Activity - Return the following entries exactly, word for word.

(Data extract begins)

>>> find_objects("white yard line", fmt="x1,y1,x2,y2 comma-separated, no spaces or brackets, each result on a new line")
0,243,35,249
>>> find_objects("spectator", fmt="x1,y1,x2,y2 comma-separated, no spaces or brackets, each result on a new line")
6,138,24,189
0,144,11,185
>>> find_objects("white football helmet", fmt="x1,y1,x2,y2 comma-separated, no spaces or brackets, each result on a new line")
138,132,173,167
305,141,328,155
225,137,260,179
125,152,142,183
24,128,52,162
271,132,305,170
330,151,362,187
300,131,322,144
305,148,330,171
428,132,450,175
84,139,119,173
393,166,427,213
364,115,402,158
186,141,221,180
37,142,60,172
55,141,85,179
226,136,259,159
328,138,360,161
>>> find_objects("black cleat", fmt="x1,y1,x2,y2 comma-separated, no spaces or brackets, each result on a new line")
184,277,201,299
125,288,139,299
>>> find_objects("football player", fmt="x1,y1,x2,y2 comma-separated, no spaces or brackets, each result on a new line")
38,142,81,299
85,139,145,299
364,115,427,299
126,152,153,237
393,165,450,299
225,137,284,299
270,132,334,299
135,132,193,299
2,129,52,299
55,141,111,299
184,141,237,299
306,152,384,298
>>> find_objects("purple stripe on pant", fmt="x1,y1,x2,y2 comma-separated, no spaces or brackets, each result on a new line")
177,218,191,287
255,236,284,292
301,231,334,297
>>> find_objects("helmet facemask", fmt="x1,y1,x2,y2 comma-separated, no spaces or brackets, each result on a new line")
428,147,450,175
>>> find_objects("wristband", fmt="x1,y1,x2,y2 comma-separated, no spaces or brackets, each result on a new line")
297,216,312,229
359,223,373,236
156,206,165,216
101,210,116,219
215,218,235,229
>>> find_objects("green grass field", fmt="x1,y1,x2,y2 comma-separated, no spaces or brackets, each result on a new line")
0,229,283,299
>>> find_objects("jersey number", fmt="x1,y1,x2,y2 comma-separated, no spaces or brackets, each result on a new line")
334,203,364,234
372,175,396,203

(Data extract ends)

Answer below -
>>> find_objects("white yard line", fmt="x1,y1,x2,y2 comma-separated, no spaces or brackets, each result on a new line")
0,243,35,249
>>> find_objects("spectator", fmt="x1,y1,x2,y2 comma-separated, no spaces or brackets, each result on a new line")
6,138,24,189
0,144,11,185
>>> find_objects("white football helmet", fmt="x1,y1,x2,y2 comma-separated, no spaces or brackets, each result on a new line")
138,132,173,167
305,141,328,155
225,137,260,179
125,152,142,183
24,128,52,162
271,132,305,170
330,151,362,187
300,131,322,144
305,148,330,171
428,132,450,175
84,139,119,173
393,166,427,213
364,115,402,158
186,141,221,180
37,142,60,172
55,141,85,179
226,136,259,159
328,138,360,161
>>> find_objects("black cleat", fmt="x1,y1,x2,y2 comma-separated, no spaces or brackets, each result on a new line")
184,277,201,299
125,288,139,299
>>> find_objects("football player", fmt="x1,y1,x2,y2 comma-separated, no spaces or brackets, each result on a new line")
38,142,81,299
85,139,145,299
364,115,427,299
126,152,153,237
393,165,450,299
225,137,284,299
270,132,334,299
135,132,193,299
2,129,52,299
55,141,111,299
184,141,237,299
306,152,384,298
>>> find_objects("purple stripe on pant", fmt="x1,y1,x2,y2 comma-separated, no spaces or brackets, each result on a new line")
177,218,191,287
255,236,284,292
301,231,334,297
>>> find_objects("helmet facemask", fmt="x1,y1,x2,y2 comma-separated, no spaces or brackets, each result on a new line")
428,147,450,175
>>> find_objects("wristband", fmt="x1,y1,x2,y2 comma-separated, no spaces or brackets, each result on a new line")
297,216,312,229
359,223,373,236
156,206,165,216
101,210,116,219
215,218,235,229
>>> find_objects("green grass field", fmt="x1,y1,x2,y2 comma-separated, no spaces or brackets, each result on a new line")
0,229,283,299
>>> find_objects("jersey number", fmt="x1,y1,x2,y2 comma-separated, no spaces or brackets, each result on a new line")
334,203,364,234
372,175,396,203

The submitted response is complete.